Detection annotation records:
● ● ● ● ● ● ●

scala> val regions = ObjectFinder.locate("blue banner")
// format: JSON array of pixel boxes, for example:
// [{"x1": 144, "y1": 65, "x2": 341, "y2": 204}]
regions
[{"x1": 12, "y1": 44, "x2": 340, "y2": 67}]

● ● ● ● ● ● ●

Write out every line of the items above again, requests included, and raise each box coordinate in the answers by 23. Keep the requests and their format samples unchanged.

— EXERCISE SOLUTION —
scala> val regions = ObjectFinder.locate("blue banner")
// format: JSON array of pixel boxes, for example:
// [{"x1": 144, "y1": 65, "x2": 341, "y2": 204}]
regions
[{"x1": 35, "y1": 67, "x2": 363, "y2": 90}]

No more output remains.